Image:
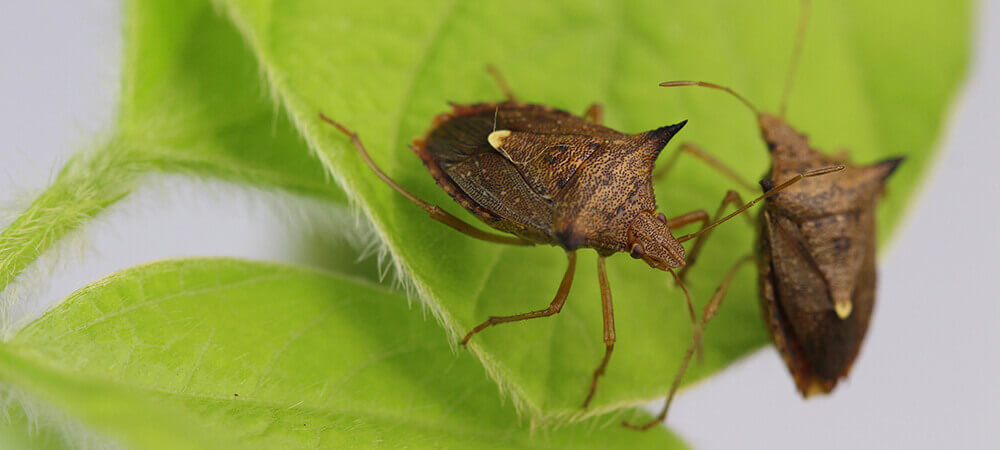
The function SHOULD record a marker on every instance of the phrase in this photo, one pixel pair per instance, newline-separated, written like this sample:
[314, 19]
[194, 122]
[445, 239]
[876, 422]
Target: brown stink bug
[545, 176]
[815, 249]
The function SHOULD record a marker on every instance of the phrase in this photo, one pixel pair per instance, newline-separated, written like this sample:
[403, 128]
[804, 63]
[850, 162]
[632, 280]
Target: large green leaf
[220, 353]
[192, 101]
[386, 68]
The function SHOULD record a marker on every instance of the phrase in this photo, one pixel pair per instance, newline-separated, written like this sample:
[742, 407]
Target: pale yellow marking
[496, 138]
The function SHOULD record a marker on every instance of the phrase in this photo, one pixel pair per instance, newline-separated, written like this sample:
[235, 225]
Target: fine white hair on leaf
[44, 417]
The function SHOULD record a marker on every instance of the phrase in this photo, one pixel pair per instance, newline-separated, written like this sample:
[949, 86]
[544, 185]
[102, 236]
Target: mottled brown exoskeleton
[815, 250]
[546, 176]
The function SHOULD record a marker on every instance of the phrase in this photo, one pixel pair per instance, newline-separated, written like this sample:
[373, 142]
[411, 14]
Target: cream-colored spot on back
[496, 138]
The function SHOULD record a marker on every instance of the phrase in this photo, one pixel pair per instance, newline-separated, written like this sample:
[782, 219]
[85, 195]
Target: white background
[59, 64]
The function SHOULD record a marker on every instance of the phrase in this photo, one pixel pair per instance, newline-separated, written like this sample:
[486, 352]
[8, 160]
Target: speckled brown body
[816, 251]
[556, 179]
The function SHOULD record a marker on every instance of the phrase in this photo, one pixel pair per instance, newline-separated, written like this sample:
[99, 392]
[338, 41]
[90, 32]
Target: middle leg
[554, 307]
[609, 328]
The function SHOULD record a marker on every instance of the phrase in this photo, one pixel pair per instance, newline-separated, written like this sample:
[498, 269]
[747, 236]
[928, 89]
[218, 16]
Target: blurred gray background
[927, 377]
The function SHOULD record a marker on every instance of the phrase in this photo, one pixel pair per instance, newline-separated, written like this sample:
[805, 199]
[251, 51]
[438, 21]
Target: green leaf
[221, 353]
[192, 101]
[386, 70]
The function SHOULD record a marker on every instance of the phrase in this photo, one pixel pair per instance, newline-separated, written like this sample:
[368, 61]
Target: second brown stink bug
[815, 249]
[545, 176]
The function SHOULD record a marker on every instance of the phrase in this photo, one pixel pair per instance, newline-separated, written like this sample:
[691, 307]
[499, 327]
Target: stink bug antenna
[796, 55]
[712, 86]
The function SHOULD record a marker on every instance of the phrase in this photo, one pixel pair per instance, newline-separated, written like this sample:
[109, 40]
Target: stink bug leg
[709, 312]
[434, 211]
[553, 308]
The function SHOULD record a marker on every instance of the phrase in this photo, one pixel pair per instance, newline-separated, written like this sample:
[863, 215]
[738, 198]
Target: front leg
[609, 328]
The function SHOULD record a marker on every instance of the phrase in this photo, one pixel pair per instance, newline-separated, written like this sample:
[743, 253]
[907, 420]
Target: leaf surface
[385, 70]
[222, 353]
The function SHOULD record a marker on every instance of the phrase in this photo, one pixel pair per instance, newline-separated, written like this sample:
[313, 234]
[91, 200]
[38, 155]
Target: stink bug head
[653, 141]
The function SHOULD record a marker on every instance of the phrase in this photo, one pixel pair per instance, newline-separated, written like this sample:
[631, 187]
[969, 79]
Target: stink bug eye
[540, 175]
[816, 252]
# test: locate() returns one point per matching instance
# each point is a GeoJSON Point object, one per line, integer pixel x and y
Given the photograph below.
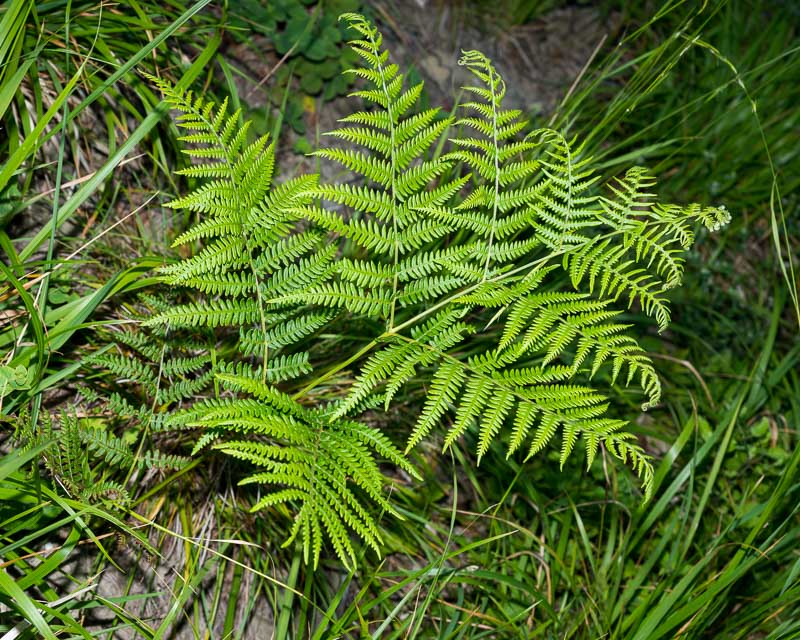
----------------
■ WORK INSTRUCTIONS ■
The answer is the full set of records printed exactly, less the pictures.

■ RESPONSE AREA ■
Image:
The function SHOULD record a marker on every instance of the phrase in this photo, one pixel pair per instance, newline-separated, written like this sample:
[314, 19]
[194, 122]
[445, 239]
[876, 422]
Target: brown stink bug
[545, 176]
[815, 249]
The function SHOULD record a marker on every instance of the phrase in this photo, one pixel pair per instance, newline-separated, written like this sample:
[403, 128]
[804, 63]
[850, 162]
[632, 280]
Target: large green leaf
[220, 353]
[192, 101]
[386, 68]
The function SHOULD record a marker on every instance of the phrase in this photo, one pixel pair per instance, newline-separated, written like this sample:
[742, 407]
Target: pale yellow marking
[496, 138]
The function SHOULD record a marker on every instance of the phrase in this photo, one pixel pair per instance, newline-separated, written like this sample:
[235, 225]
Target: fine white hair on leaf
[44, 417]
The function SHOULD record a marker on every instance of the phrase in this photo, one pixel pair per instance, newline-separated, written like this sample:
[949, 86]
[544, 185]
[102, 236]
Target: mottled brown exoskeleton
[815, 250]
[546, 176]
The function SHOULD record a marker on every instance of the phrase in this photo, one pixel pair per instance, newline-separated, written like this sample:
[373, 142]
[411, 14]
Target: cream-colored spot on back
[496, 138]
The function SHOULD record a marker on every instance of the phrase in this photo, one pixel pair per instance, newline-separated, written like this sample:
[782, 219]
[85, 195]
Target: white background
[59, 64]
The function SHOULD record a marker on every instance of the phrase in this photo, one pixel pair per instance, newline-separated, written like this sample:
[486, 352]
[8, 160]
Target: speckled brown body
[816, 251]
[556, 179]
The function SHOULD record a marker on every instance of the phrase in this photo, one pixel pair per instance, newline-separated, written like this sample:
[99, 392]
[338, 41]
[90, 32]
Target: middle leg
[554, 307]
[609, 328]
The function SHOULD record a marker on every instance of the phrase in this photo, one pixel pair per instance, newline-separated, written like this sample:
[498, 269]
[747, 236]
[928, 89]
[218, 16]
Target: blurred gray background
[927, 377]
The function SHOULD record a marker on every instance of the phrase in this photo, one pixel pair per instance, newline-separated, written like this sample:
[805, 199]
[251, 51]
[438, 21]
Target: green leaf
[221, 353]
[192, 101]
[386, 70]
The function SHOULD record a marker on every instance of the phrase in this photo, one pixel pair per instance, newline-separated, written like this sample:
[368, 61]
Target: second brown stink bug
[815, 249]
[545, 176]
The function SHOULD record a marker on every instance of the phrase in this photo, one pixel pair per instance, newline-separated, written like this sample:
[691, 307]
[499, 327]
Target: stink bug antenna
[796, 55]
[712, 86]
The function SHOULD record a marker on every instance of the phrase in this photo, one pixel pair per instance, newline-separated, written like this sample:
[109, 40]
Target: stink bug leg
[709, 312]
[434, 211]
[553, 308]
The function SHOULD record a marker on every instance of the phrase in this photo, one pixel pair per instance, newline-separated, written like this sample:
[863, 215]
[738, 198]
Target: front leg
[609, 328]
The function SHOULD record a marker on every instance of the phrase in this photo, one pixel pair per instance, newline-separated, written like this sample:
[743, 253]
[907, 420]
Target: leaf surface
[385, 70]
[222, 353]
The function SHOULD record a marker on every instance of the phrase in this photo, one pixel pair per instance, newline-separated, written like this sample:
[313, 234]
[91, 200]
[38, 155]
Target: stink bug head
[653, 141]
The function SHOULD record a marker on every instance of the phrase in this photo, one pixel pair per instance, newline-separated, written like this sample:
[631, 187]
[969, 79]
Target: stink bug eye
[540, 175]
[816, 252]
# test: locate() returns one point per matching instance
# each point is a GeoJSON Point object, one per line, integer pixel x and y
Given the photograph below.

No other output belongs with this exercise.